*** DATASET Section Begins ***
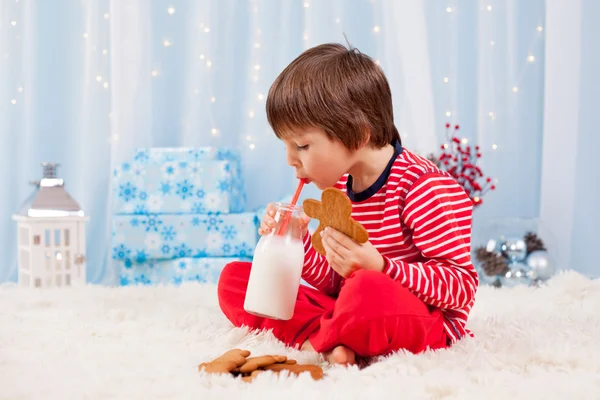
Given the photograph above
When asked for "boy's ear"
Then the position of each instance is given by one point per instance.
(367, 137)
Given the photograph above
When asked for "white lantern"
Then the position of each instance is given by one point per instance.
(51, 235)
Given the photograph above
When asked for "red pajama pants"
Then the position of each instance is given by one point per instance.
(372, 315)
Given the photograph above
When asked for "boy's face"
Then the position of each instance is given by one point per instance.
(317, 158)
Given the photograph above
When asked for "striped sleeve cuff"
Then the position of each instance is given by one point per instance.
(391, 269)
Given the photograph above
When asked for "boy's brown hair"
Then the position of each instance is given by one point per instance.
(340, 90)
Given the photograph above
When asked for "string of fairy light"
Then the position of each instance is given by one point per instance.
(255, 65)
(515, 86)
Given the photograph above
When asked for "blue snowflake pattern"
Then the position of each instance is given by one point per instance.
(229, 232)
(243, 250)
(168, 233)
(170, 170)
(141, 257)
(121, 252)
(143, 279)
(201, 253)
(195, 278)
(212, 222)
(182, 251)
(140, 209)
(198, 208)
(195, 221)
(141, 156)
(152, 223)
(165, 188)
(127, 191)
(177, 280)
(185, 189)
(224, 186)
(226, 248)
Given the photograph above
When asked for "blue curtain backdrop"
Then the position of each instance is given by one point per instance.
(84, 82)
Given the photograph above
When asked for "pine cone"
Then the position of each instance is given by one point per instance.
(496, 265)
(533, 242)
(492, 263)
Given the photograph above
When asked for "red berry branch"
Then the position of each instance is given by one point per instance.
(460, 161)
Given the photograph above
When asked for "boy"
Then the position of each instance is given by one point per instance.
(412, 285)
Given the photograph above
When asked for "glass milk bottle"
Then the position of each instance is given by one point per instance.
(277, 267)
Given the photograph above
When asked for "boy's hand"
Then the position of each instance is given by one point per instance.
(268, 223)
(346, 255)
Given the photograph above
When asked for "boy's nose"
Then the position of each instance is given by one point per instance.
(291, 160)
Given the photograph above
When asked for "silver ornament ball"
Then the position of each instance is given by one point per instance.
(540, 265)
(517, 275)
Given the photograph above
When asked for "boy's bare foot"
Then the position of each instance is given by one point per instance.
(339, 355)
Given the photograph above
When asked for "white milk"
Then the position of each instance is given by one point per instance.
(275, 277)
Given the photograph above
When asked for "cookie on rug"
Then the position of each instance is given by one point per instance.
(237, 363)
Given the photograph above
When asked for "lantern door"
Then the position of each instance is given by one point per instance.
(61, 249)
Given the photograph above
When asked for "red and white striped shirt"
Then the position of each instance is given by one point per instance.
(419, 218)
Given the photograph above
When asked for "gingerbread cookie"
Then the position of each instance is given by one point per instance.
(334, 210)
(226, 363)
(315, 371)
(254, 363)
(237, 363)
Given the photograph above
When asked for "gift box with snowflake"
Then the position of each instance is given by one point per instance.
(174, 272)
(179, 181)
(142, 238)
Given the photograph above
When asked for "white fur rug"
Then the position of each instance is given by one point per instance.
(146, 342)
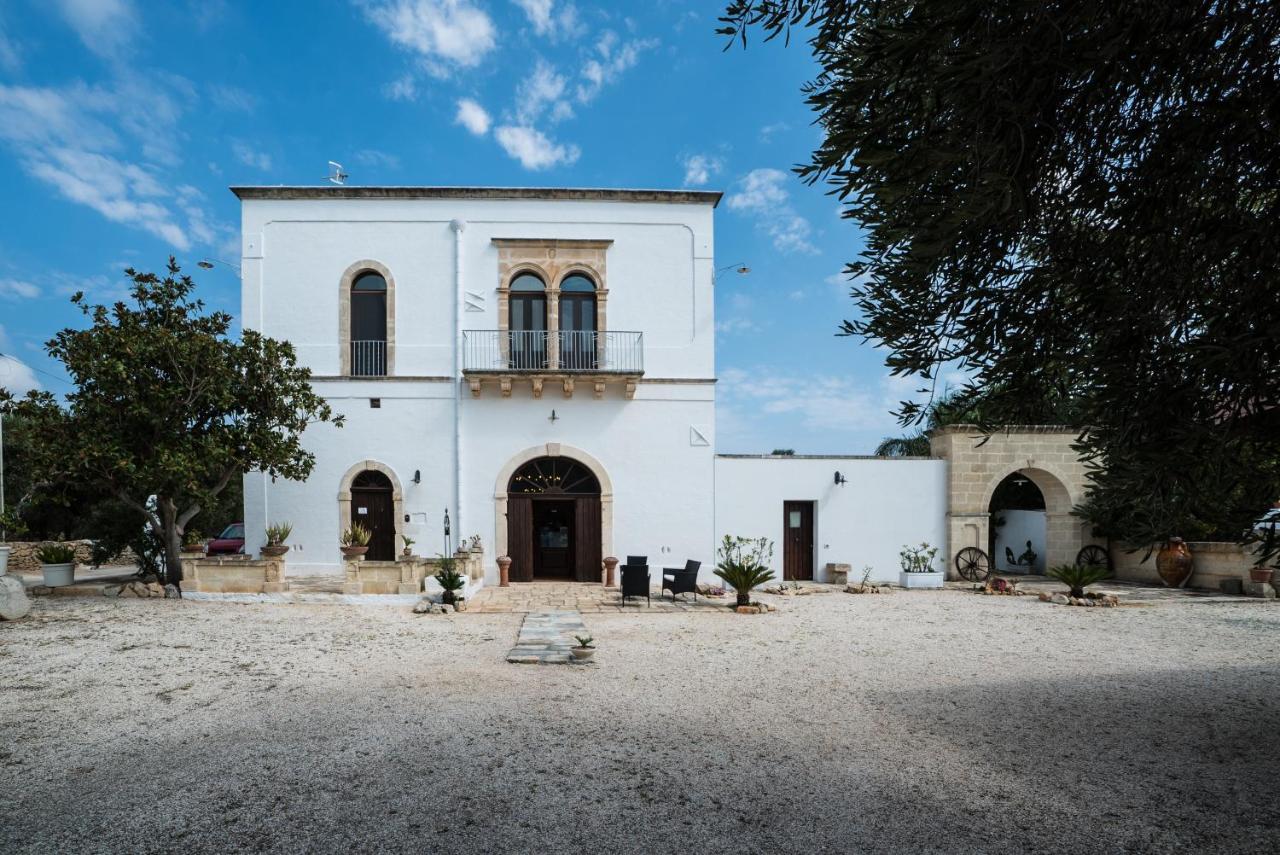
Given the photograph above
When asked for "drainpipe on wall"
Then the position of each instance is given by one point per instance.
(458, 227)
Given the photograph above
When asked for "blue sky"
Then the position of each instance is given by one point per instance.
(122, 124)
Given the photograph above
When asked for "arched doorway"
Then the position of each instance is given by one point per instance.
(1016, 530)
(373, 506)
(553, 521)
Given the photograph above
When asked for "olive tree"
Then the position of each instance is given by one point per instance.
(168, 407)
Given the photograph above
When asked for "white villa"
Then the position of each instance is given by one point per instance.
(540, 366)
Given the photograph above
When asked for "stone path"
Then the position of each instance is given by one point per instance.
(545, 638)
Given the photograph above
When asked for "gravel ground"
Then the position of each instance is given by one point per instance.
(915, 722)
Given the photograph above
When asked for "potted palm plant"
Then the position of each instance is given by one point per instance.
(744, 563)
(918, 567)
(451, 580)
(58, 562)
(355, 542)
(584, 649)
(275, 536)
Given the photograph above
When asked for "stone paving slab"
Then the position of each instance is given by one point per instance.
(545, 638)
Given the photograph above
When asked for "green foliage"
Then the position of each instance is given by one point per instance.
(55, 553)
(1078, 577)
(168, 405)
(278, 533)
(1070, 202)
(356, 535)
(918, 559)
(744, 563)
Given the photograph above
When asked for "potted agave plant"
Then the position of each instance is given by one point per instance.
(275, 536)
(58, 562)
(451, 580)
(355, 542)
(584, 649)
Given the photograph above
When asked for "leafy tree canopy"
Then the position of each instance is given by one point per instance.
(1072, 200)
(168, 408)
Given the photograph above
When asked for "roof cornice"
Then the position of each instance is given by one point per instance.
(542, 193)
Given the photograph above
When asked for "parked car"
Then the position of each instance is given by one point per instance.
(231, 542)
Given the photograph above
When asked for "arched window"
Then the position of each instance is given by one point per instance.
(577, 318)
(528, 328)
(369, 325)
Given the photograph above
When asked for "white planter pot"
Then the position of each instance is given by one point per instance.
(920, 580)
(59, 575)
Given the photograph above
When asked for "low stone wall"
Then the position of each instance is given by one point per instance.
(23, 559)
(233, 575)
(406, 575)
(1212, 563)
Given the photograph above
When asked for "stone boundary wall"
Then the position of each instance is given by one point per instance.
(1212, 563)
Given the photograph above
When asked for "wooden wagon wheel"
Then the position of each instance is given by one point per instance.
(973, 565)
(1093, 556)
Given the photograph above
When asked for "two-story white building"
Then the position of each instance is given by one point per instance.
(539, 366)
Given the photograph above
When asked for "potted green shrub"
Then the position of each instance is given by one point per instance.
(918, 567)
(451, 580)
(355, 540)
(584, 649)
(58, 562)
(275, 536)
(744, 563)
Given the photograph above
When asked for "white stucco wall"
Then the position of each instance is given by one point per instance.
(886, 504)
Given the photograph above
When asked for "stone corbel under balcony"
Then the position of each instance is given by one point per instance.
(568, 384)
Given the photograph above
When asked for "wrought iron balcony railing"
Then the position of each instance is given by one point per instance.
(539, 351)
(369, 359)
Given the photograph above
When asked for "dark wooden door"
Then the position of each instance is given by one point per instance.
(520, 538)
(553, 538)
(798, 540)
(586, 539)
(375, 511)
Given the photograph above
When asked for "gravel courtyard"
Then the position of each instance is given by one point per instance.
(914, 722)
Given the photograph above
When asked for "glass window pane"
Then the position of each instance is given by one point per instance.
(526, 282)
(369, 282)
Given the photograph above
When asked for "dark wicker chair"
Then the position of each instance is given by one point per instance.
(681, 581)
(635, 581)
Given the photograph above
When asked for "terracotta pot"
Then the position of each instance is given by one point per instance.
(1174, 563)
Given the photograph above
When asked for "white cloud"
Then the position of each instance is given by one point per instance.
(609, 63)
(548, 22)
(699, 169)
(442, 32)
(402, 88)
(533, 149)
(17, 288)
(106, 27)
(472, 117)
(16, 375)
(543, 94)
(77, 140)
(251, 158)
(762, 195)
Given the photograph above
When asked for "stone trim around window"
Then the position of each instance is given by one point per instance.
(552, 260)
(348, 278)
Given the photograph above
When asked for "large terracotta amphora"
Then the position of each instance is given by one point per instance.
(1174, 563)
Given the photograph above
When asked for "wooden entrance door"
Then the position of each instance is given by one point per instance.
(798, 540)
(373, 508)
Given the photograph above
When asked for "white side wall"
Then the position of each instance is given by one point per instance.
(886, 504)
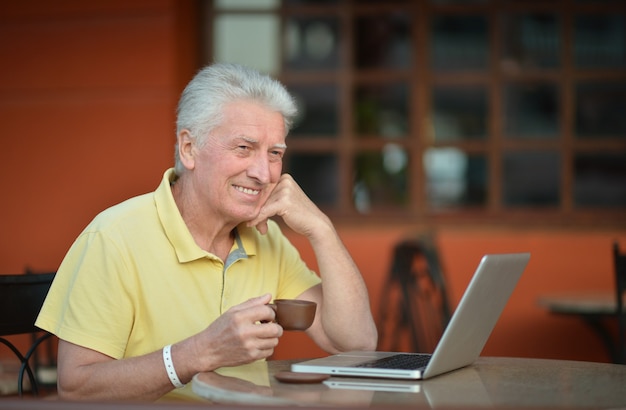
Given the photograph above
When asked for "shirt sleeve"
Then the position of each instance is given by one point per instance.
(88, 303)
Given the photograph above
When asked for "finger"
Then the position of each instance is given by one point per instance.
(252, 302)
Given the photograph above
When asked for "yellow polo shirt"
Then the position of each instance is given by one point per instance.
(135, 280)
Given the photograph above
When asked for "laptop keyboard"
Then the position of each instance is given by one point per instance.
(399, 361)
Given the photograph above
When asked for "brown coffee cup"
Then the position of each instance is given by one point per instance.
(294, 314)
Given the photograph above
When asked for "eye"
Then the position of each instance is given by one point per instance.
(277, 154)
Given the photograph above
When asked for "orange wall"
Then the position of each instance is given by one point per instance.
(87, 97)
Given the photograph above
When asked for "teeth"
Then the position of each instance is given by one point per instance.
(246, 190)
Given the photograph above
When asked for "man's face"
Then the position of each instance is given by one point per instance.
(240, 163)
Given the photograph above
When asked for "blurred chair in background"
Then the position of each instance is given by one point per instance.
(620, 287)
(21, 298)
(414, 305)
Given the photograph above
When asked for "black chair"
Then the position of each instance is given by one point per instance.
(414, 308)
(21, 298)
(620, 287)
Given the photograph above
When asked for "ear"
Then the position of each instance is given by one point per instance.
(186, 145)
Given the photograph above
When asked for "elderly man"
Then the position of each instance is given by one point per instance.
(175, 282)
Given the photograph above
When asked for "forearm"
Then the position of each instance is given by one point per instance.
(141, 378)
(346, 313)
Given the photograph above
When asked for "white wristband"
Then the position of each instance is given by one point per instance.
(169, 367)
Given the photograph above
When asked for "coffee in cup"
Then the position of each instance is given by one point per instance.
(294, 314)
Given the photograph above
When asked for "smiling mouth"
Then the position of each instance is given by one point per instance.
(246, 190)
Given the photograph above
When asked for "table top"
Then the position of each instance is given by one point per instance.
(581, 303)
(489, 382)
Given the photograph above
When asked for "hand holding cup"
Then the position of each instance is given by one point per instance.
(294, 314)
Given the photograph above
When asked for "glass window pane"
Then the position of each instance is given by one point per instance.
(459, 113)
(317, 175)
(600, 179)
(600, 41)
(293, 3)
(531, 178)
(383, 41)
(246, 4)
(381, 179)
(382, 109)
(531, 110)
(459, 42)
(601, 109)
(318, 110)
(530, 41)
(454, 178)
(311, 43)
(231, 40)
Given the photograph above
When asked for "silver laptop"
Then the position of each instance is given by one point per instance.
(461, 342)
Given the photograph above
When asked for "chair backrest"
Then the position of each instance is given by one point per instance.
(620, 275)
(620, 288)
(414, 302)
(21, 298)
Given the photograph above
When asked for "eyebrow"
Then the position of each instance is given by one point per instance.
(253, 141)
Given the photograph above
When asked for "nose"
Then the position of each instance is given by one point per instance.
(259, 168)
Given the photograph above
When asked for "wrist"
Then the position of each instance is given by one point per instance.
(169, 367)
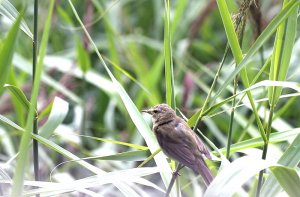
*** DATASET Section Ends ***
*EXERCISE INSTRUCTIONS*
Wherever the string "stone" shows up in a line of the records, count that line once. Report the total alone.

*TASK OUTPUT*
6